PROBLEM REQUIREMENTS = Once you reach the end of the data, transcribe all of it exactly.

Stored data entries
--------------------------------

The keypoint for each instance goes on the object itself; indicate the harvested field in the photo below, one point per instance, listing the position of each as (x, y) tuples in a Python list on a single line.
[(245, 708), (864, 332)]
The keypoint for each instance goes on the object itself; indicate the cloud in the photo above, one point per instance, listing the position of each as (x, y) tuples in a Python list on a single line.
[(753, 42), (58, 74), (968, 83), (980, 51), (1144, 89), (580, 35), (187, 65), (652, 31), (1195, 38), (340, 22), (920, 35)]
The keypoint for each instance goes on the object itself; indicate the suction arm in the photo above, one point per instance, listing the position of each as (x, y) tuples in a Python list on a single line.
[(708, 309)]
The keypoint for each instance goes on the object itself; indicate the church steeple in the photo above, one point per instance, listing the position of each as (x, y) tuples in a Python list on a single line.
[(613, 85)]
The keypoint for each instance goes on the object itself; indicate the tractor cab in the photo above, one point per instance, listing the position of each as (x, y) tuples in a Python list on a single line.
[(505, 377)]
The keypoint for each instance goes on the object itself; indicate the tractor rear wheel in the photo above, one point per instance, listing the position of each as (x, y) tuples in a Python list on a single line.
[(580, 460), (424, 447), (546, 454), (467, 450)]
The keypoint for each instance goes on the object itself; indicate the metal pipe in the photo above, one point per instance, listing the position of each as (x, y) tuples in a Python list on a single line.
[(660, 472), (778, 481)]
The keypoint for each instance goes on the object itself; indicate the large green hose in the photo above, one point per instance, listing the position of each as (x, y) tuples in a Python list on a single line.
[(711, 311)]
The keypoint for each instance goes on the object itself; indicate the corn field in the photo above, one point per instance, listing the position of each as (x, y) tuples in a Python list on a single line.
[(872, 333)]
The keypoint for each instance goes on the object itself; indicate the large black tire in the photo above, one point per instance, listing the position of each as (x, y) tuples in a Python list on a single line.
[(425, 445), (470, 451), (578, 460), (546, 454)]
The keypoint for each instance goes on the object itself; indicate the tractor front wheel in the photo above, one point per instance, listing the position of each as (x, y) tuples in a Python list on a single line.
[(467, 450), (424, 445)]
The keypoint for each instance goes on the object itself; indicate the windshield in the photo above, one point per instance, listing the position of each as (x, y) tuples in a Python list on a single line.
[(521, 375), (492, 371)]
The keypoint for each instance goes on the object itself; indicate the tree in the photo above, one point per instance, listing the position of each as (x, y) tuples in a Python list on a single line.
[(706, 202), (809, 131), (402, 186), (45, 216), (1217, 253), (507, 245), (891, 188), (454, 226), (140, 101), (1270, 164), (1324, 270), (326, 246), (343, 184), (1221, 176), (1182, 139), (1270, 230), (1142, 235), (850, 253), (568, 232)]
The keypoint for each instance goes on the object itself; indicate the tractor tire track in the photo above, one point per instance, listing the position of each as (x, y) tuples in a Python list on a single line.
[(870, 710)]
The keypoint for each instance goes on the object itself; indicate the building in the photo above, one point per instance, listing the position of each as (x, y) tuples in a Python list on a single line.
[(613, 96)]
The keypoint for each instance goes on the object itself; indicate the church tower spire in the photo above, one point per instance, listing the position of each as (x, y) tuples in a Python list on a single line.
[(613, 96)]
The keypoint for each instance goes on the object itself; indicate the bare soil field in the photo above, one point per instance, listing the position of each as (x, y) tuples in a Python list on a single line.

--------------------------------

ANSWER SPACE =
The keypoint for each instance goes on the object itself; indicate the harvested field in the photo below, one point per instance, listing the position of each as (x, y) tuples in a Python list on a single line.
[(245, 708), (864, 332)]
The keypoint for each instance goes on the object itself; indicate the cloud in the photo above, one point per instance, listing the position of each as (x, y) tuples in a Python list on a single line.
[(753, 42), (58, 74), (968, 83), (980, 51), (1144, 89), (580, 35), (187, 65), (652, 31), (1195, 38), (340, 22), (920, 35)]
The keypoint for each instance goes on the object itself; indicate the suction arm in the photo above, one point per instance, listing the position of each as (x, y) tuples in a Python list on a single line.
[(708, 309)]
The keypoint for each instance goes on the object itself; indicate the church steeple in the photo above, one point per instance, listing the position of each as (x, y) tuples in a Python list on a single line.
[(613, 85)]
The keypoint for each instance goes on the object itself; indicate the tractor cab in the photo above, one point per instance, listing the position of each as (x, y) tuples in a Python list on a single line.
[(505, 377)]
The keypoint for each instance goes on the object itself; indicate the tractor rear wheel in the photo above, one point per instance, listing the position of each as (x, y) tuples in a Python list on a single line.
[(580, 460), (424, 447), (546, 454), (467, 450)]
The keypoint for each instance goes on the object itself; indicate the metal pipe in the photo above, one point per instance, listing the position of each as (x, y) tuples in a Python list on a single line.
[(660, 472), (778, 481)]
The keypoint for each instance goes on the object itself; indicate the large green hose in the photo above, one point per instance, listing the position of each as (x, y) tuples in a Python list on a single line.
[(711, 311)]
The keypoint for each instance goes on the object itself; indicate the corn field in the photo above, one point per instance, listing the position of each as (x, y) tuples in a Python list on a single line.
[(872, 333)]
The keypoint for each instance goes on the object itself; indicate the large black tire in the photo above, one point per instance, listing the position of each as (x, y) tuples in a Python list on a single line.
[(425, 445), (470, 451), (578, 460), (546, 454)]
The keypoint for each instance goes on the object itself; indicate the tractor front wheel in the photo above, one point per instance, listing the position of each as (x, y) tuples in a Python list on a single line.
[(467, 450), (424, 445)]
The keypoint for each instance goes on the object itself; indicate the windshield in the photo above, one point per instance, listing the position of each as (x, y) tuples in a Python list on a single line.
[(521, 375), (492, 371)]
The keypoint for each instance goes on the object itself; indicate the tree in the photo above, one point per instance, listing the position of each as (x, y) tuples in a Python list on a single line.
[(706, 202), (809, 131), (402, 186), (45, 216), (1217, 253), (507, 245), (891, 188), (454, 226), (140, 101), (1270, 164), (1324, 270), (326, 246), (343, 184), (1221, 176), (1182, 139), (1270, 230), (1142, 235), (850, 253), (568, 232)]
The keypoint for each instance goes on the object itself; indicate the tractor tire track in the photo above, one point per instance, listing the position of each as (x, y) tuples in a Python list on a single line.
[(870, 710)]
The keypoint for each instance goes on the object itself; indicate the building in the photo above, one point per instance, listing the position of each as (x, y) tuples in a Python list on a single line.
[(613, 96)]
The keypoint for each instance goes on the object itself; indicate the church tower spire in the photo above, one point per instance, listing the position of each as (x, y) tuples in a Python list on a single line.
[(613, 96)]
The keypoint for each instance goes on the object itself; indicate the bare soil field in the photo above, one point per instance, listing the position of each as (x, y) tuples in a Python list on a single line.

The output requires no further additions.